Labeled region records:
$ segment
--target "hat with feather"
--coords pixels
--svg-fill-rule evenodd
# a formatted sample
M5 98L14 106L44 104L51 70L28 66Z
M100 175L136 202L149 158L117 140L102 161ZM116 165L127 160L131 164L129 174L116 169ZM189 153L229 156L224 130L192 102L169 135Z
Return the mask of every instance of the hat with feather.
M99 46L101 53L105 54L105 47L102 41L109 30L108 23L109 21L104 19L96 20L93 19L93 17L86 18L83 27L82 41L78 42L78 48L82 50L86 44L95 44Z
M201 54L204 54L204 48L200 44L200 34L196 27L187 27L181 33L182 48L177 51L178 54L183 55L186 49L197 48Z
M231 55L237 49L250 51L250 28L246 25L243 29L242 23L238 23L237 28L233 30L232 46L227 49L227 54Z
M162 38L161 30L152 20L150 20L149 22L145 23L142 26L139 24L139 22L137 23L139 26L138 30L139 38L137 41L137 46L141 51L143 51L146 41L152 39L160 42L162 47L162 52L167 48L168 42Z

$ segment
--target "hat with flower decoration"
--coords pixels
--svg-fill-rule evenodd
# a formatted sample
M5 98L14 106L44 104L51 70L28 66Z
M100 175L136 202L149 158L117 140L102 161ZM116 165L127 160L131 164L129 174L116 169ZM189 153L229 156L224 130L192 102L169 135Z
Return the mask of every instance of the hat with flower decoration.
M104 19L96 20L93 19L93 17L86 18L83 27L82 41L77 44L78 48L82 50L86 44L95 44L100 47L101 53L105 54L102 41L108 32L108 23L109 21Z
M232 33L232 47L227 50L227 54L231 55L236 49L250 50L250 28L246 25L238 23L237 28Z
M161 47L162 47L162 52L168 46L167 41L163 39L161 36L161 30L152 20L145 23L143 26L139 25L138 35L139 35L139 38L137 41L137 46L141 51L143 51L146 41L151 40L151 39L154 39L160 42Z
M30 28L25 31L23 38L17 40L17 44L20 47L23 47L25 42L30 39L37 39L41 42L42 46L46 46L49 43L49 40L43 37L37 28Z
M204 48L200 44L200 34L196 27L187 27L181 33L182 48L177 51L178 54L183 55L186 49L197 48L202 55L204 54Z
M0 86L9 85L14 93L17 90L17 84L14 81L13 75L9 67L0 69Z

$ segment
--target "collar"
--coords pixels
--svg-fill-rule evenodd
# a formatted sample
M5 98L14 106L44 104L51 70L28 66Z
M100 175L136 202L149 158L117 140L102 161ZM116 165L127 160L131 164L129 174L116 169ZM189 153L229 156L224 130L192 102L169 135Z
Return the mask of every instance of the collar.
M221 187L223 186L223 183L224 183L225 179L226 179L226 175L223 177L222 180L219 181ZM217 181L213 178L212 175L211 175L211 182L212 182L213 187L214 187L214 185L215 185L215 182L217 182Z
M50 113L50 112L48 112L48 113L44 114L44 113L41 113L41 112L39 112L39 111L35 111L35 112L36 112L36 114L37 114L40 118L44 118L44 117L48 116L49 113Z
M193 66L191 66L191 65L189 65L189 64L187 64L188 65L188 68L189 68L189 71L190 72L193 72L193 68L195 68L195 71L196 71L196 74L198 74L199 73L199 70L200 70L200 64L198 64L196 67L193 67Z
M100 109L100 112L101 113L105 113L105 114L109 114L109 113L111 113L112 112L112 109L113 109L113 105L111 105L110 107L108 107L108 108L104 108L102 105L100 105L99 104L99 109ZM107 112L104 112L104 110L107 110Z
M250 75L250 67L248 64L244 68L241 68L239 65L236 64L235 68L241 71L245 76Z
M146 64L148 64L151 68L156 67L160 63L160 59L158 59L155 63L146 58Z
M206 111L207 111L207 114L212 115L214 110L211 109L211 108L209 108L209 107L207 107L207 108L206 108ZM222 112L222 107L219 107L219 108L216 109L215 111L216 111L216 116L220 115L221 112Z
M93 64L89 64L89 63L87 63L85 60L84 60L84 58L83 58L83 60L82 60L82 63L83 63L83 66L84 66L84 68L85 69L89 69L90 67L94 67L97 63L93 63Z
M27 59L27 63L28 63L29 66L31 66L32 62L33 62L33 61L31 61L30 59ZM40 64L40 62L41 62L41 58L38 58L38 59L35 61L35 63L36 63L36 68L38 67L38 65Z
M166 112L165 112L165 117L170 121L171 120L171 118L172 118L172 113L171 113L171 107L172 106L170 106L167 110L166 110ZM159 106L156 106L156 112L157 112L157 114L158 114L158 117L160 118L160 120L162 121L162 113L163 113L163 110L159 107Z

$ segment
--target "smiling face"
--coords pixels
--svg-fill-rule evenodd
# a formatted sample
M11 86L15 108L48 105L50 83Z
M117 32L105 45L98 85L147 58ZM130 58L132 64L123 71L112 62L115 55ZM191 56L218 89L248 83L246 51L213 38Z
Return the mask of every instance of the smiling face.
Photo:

Required task:
Copy all of the items above line for line, without changing a single character.

Exercise response:
$ segment
--target "hat with feather"
--coords pixels
--svg-fill-rule evenodd
# a formatted sample
M5 98L14 106L44 104L51 70L28 66Z
M100 175L136 202L149 158L117 140L102 161ZM116 165L127 160L131 164L129 174L116 169ZM189 153L229 156L224 130L192 102L169 135Z
Return the mask of every instance of the hat with feather.
M99 46L101 53L105 54L105 47L102 41L109 30L108 23L109 21L104 19L96 20L93 19L93 17L86 18L83 27L82 41L78 42L78 48L82 50L86 44L95 44Z
M201 54L204 54L204 48L200 44L200 34L196 27L187 27L181 33L182 48L177 51L178 54L183 55L186 49L197 48Z
M231 55L237 49L250 51L250 28L246 25L243 29L242 23L238 23L237 28L233 30L232 46L227 49L227 54Z
M162 38L161 30L152 20L150 20L149 22L145 23L142 26L139 24L139 22L137 23L139 26L138 30L139 38L137 41L137 46L141 51L143 51L146 41L152 39L160 42L162 47L162 52L167 48L168 42Z

$ segment
--target "hat with flower decoration"
--coords pixels
--svg-fill-rule evenodd
# a formatted sample
M5 98L14 106L44 104L51 70L28 66Z
M100 175L136 202L149 158L117 140L102 161ZM116 165L127 160L131 164L129 174L116 169ZM189 153L229 156L224 130L192 102L169 135Z
Return the mask of every instance of the hat with flower decoration.
M104 19L96 20L93 19L93 17L86 18L83 27L82 41L77 44L78 48L82 50L86 44L95 44L100 47L101 53L105 54L102 41L108 32L108 23L109 21Z
M232 33L232 47L227 50L227 54L231 55L236 49L250 50L250 28L246 25L238 23L237 28Z
M161 47L162 47L162 52L168 46L167 41L163 39L161 36L161 30L152 20L145 23L143 26L139 25L138 35L139 35L139 38L137 41L137 46L141 51L143 51L146 41L151 40L151 39L154 39L160 42Z
M30 28L25 31L23 38L17 40L17 44L20 47L23 47L25 42L30 39L37 39L41 42L42 46L46 46L49 43L49 40L43 37L37 28Z
M204 48L200 44L200 34L196 27L187 27L181 33L182 48L177 51L178 54L183 55L186 49L197 48L202 55L204 54Z
M0 86L9 85L14 93L17 90L17 84L14 81L13 75L9 67L0 69Z

$ segment
--target "collar"
--coords pixels
--svg-fill-rule evenodd
# a formatted sample
M5 98L14 106L44 104L51 70L28 66Z
M100 175L136 202L149 158L117 140L102 161ZM116 165L127 160L131 164L129 174L116 169ZM189 153L229 156L224 130L192 102L169 135Z
Return the mask of every instance of the collar.
M221 187L223 186L223 183L224 183L225 179L226 179L226 175L223 177L222 180L219 181ZM217 181L213 178L212 175L211 175L211 182L212 182L213 187L214 187L214 185L215 185L215 182L217 182Z
M50 113L50 112L48 112L48 113L44 114L44 113L41 113L41 112L39 112L39 111L35 111L35 112L36 112L36 114L37 114L40 118L44 118L44 117L48 116L49 113Z
M193 66L191 66L191 65L189 65L189 64L187 64L188 65L188 68L189 68L189 71L190 72L193 72L193 68L195 68L195 71L196 71L196 74L198 74L199 73L199 70L200 70L200 64L198 64L196 67L193 67Z
M100 109L100 112L101 113L105 113L105 114L109 114L109 113L111 113L112 112L112 109L113 109L113 105L111 105L110 107L108 107L108 108L104 108L102 105L100 105L99 104L99 109ZM107 112L104 112L104 110L107 110Z
M250 75L250 67L248 64L244 68L241 68L239 65L236 64L235 68L241 71L245 76Z
M146 64L148 64L151 68L156 67L160 63L160 59L158 59L155 63L146 58Z
M206 111L207 111L207 114L212 115L214 110L211 109L211 108L209 108L209 107L207 107L207 108L206 108ZM222 112L222 107L219 107L219 108L216 109L215 111L216 111L216 116L220 115L221 112Z
M93 64L89 64L89 63L87 63L85 60L84 60L84 58L83 58L83 60L82 60L82 63L83 63L83 66L84 66L84 68L85 69L89 69L90 67L94 67L97 63L93 63Z
M27 59L27 63L28 63L29 66L31 66L32 62L33 62L33 61L31 61L30 59ZM40 64L40 62L41 62L41 58L38 58L38 59L35 61L35 63L36 63L36 68L38 67L38 65Z
M166 112L165 112L165 117L170 121L171 120L171 118L172 118L172 113L171 113L171 107L172 106L170 106L167 110L166 110ZM159 106L156 106L156 112L157 112L157 114L158 114L158 117L160 118L160 120L162 121L162 113L163 113L163 110L159 107Z

$ segment
--target "smiling face"
--coords pixels
--svg-fill-rule evenodd
# a formatted sample
M11 86L15 108L48 105L50 83Z
M117 32L105 45L98 85L147 58ZM130 58L132 64L123 71L112 62L115 55ZM191 56L218 89L248 83L246 51L213 38Z
Return the mask of every instance of the smiling face.
Photo:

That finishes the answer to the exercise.